§ Collection entries:
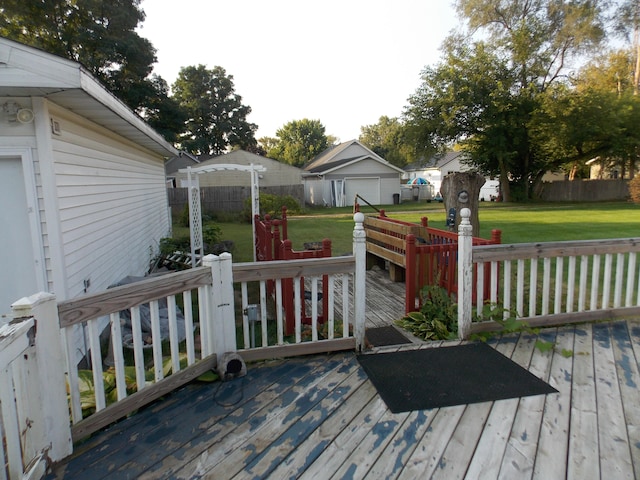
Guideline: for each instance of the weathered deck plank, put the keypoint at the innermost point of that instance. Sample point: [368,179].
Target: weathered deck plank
[615,453]
[319,417]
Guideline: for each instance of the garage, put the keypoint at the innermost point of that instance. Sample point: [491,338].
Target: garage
[367,188]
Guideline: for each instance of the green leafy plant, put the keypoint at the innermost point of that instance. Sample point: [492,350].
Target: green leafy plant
[272,205]
[437,318]
[509,323]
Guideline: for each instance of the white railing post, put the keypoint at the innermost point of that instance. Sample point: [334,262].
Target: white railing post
[222,324]
[49,424]
[465,273]
[359,284]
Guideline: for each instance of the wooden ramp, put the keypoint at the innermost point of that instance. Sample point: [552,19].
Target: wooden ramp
[320,417]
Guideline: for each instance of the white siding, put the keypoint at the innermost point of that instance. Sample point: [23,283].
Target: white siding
[112,204]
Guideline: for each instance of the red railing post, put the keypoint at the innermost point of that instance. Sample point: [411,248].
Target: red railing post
[285,232]
[285,250]
[410,273]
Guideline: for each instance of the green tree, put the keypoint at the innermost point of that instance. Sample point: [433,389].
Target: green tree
[101,35]
[216,117]
[387,138]
[299,141]
[485,92]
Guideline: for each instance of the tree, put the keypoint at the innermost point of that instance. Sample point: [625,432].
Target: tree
[100,35]
[387,138]
[299,141]
[216,117]
[485,92]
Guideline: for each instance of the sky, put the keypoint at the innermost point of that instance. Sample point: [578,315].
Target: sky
[345,63]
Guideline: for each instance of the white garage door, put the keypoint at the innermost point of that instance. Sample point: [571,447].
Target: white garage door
[367,188]
[16,254]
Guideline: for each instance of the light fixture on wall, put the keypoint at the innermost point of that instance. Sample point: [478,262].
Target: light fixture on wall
[15,113]
[25,115]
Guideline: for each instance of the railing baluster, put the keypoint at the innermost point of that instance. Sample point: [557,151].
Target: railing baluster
[314,309]
[606,286]
[263,313]
[617,296]
[297,307]
[582,292]
[520,288]
[571,283]
[595,282]
[329,316]
[631,275]
[279,312]
[96,364]
[188,327]
[156,340]
[346,307]
[479,288]
[118,356]
[507,288]
[245,317]
[533,286]
[138,353]
[174,346]
[546,285]
[557,304]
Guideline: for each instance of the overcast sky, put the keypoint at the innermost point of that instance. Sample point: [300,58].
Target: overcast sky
[343,62]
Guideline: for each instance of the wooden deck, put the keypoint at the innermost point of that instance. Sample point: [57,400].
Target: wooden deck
[320,417]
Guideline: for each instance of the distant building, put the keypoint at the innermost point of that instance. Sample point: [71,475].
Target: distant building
[435,168]
[335,176]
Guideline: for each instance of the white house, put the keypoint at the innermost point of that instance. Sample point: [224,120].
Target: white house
[335,176]
[439,166]
[82,183]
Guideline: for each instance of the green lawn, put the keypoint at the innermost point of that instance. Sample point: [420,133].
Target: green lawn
[519,223]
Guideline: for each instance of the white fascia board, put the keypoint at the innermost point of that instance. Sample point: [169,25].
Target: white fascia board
[110,101]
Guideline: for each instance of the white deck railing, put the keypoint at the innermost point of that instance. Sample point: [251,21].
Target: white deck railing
[546,283]
[34,423]
[200,314]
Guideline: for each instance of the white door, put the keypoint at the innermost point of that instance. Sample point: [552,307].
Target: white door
[367,188]
[18,265]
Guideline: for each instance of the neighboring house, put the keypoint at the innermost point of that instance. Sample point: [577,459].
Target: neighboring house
[277,173]
[603,169]
[82,183]
[439,166]
[335,176]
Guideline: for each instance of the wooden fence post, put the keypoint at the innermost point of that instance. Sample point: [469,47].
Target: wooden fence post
[222,324]
[47,434]
[465,273]
[359,286]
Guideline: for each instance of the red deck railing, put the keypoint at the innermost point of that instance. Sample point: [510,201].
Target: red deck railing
[427,255]
[272,243]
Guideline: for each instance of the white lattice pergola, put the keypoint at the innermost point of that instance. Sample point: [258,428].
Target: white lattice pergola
[195,217]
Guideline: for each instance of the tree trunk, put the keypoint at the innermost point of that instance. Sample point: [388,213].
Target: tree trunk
[462,190]
[505,191]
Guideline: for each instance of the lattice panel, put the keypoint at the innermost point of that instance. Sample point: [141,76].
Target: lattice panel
[195,219]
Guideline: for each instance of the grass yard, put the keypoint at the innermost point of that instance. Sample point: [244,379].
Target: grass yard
[519,223]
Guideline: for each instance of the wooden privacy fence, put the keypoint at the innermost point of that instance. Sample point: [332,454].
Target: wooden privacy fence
[272,243]
[546,283]
[418,254]
[205,312]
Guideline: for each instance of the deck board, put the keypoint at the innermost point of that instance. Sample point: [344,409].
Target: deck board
[319,417]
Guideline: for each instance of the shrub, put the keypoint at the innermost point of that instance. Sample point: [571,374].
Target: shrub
[272,205]
[634,189]
[437,318]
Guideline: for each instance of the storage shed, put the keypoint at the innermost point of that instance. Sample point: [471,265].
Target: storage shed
[335,176]
[82,183]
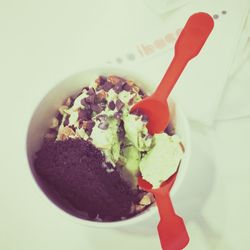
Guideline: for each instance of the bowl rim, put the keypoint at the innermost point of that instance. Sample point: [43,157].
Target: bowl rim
[152,210]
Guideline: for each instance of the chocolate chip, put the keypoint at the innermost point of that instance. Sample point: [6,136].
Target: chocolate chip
[103,125]
[115,79]
[144,118]
[102,117]
[121,131]
[141,93]
[84,114]
[104,165]
[103,104]
[59,117]
[76,95]
[127,87]
[118,87]
[96,108]
[101,80]
[170,130]
[84,103]
[85,88]
[91,91]
[137,112]
[118,115]
[107,86]
[111,105]
[131,101]
[90,125]
[90,99]
[66,121]
[73,128]
[119,105]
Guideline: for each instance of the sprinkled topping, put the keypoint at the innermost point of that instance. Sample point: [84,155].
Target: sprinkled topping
[84,114]
[91,91]
[115,79]
[127,87]
[101,80]
[107,86]
[118,115]
[102,117]
[90,99]
[96,108]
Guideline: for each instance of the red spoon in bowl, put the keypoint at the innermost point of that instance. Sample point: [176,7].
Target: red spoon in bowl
[188,45]
[171,228]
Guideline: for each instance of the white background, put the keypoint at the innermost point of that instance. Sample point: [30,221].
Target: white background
[41,43]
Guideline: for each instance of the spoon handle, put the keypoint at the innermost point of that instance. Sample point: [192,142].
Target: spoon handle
[188,45]
[171,228]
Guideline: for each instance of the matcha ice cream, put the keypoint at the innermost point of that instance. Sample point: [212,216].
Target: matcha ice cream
[99,116]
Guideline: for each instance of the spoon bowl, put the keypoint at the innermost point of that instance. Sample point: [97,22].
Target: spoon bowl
[159,116]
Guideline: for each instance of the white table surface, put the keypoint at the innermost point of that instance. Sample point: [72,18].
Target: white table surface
[37,51]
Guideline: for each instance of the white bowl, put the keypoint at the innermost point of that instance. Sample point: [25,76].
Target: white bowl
[53,100]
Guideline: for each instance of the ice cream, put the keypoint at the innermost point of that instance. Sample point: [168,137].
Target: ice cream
[96,148]
[162,160]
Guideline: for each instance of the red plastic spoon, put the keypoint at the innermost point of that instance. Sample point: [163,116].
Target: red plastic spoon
[188,45]
[171,229]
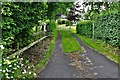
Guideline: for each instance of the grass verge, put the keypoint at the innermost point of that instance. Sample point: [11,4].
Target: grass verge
[101,47]
[110,52]
[45,59]
[69,44]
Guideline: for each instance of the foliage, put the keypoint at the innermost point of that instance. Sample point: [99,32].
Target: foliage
[69,44]
[61,21]
[52,25]
[84,28]
[68,23]
[18,21]
[103,48]
[57,8]
[16,68]
[108,30]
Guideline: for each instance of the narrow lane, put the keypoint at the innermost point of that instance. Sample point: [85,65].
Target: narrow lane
[101,66]
[58,67]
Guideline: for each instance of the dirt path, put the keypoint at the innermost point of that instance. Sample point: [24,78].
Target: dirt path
[59,67]
[100,65]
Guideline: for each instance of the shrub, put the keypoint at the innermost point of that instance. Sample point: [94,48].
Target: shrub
[68,23]
[52,25]
[84,28]
[61,21]
[107,28]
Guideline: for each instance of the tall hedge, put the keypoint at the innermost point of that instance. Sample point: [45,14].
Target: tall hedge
[107,28]
[18,19]
[84,28]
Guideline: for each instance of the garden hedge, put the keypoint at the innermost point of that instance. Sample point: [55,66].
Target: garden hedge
[18,19]
[107,28]
[84,28]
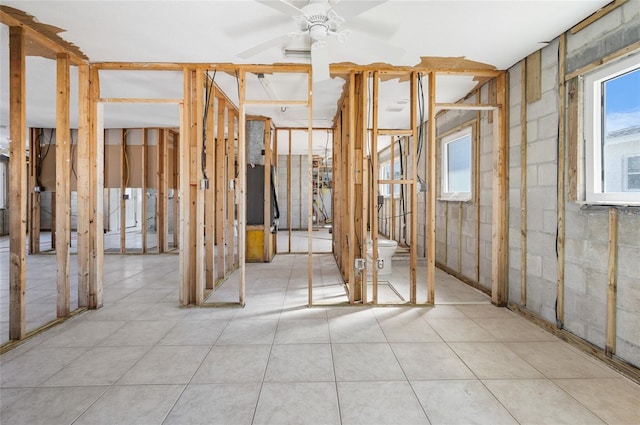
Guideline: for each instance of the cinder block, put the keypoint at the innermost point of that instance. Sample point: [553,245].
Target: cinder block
[548,128]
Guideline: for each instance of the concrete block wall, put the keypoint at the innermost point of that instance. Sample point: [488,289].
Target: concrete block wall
[462,252]
[586,226]
[299,191]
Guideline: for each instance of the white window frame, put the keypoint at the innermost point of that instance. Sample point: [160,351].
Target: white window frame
[625,172]
[592,89]
[445,195]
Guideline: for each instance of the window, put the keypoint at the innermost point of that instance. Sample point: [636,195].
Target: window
[632,173]
[612,133]
[456,166]
[385,174]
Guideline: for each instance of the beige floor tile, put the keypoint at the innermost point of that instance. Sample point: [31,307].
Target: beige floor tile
[490,360]
[460,402]
[234,364]
[138,332]
[291,331]
[540,401]
[557,360]
[300,363]
[166,365]
[379,403]
[430,361]
[366,362]
[615,400]
[452,330]
[47,406]
[132,405]
[211,404]
[297,403]
[98,366]
[248,331]
[36,365]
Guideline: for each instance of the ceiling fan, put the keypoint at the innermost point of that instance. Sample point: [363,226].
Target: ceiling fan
[322,21]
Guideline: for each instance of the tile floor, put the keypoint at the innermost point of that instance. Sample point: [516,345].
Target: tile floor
[143,360]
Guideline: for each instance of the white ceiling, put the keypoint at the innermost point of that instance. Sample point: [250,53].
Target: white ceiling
[498,33]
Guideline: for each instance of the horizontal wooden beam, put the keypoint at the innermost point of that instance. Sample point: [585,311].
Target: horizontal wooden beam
[137,100]
[467,106]
[49,40]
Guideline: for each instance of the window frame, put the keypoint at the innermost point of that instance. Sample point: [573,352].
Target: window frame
[445,195]
[593,112]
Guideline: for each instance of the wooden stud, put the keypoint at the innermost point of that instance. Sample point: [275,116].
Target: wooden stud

§ WRITTEN PROBLEM:
Convert the stretch from the line containing "Guideline: for each instance of the tile" through the end of the items above into a numbered list, leaving out any blank lines.

§ PROBLEM SOLUTION:
1. Guideline: for each instance of the tile floor, put the keypoint at the innermost point of that instance. Sample point: [516,345].
2. Target: tile floor
3. [143,360]
4. Guideline: for each instance of the white ceiling, put the keypoint at the innermost point of that instance. Sample point: [250,53].
5. Target: white ceiling
6. [498,33]
7. Guideline: for each instance of the horizontal wooden beam, put the keypoint at the innermost point of that instance. Sample point: [585,311].
8. Target: horizontal wooden beam
9. [137,100]
10. [467,106]
11. [49,40]
12. Guideline: for each instance of the window frame, put the keypoint at the innermost point of that instance. Sample point: [573,352].
13. Target: window frame
14. [445,195]
15. [593,112]
16. Guideline: for each instance of the wooden stud, put the keypoint at the innermost point of that instance. Sample point: [275,116].
17. Target: wooden stud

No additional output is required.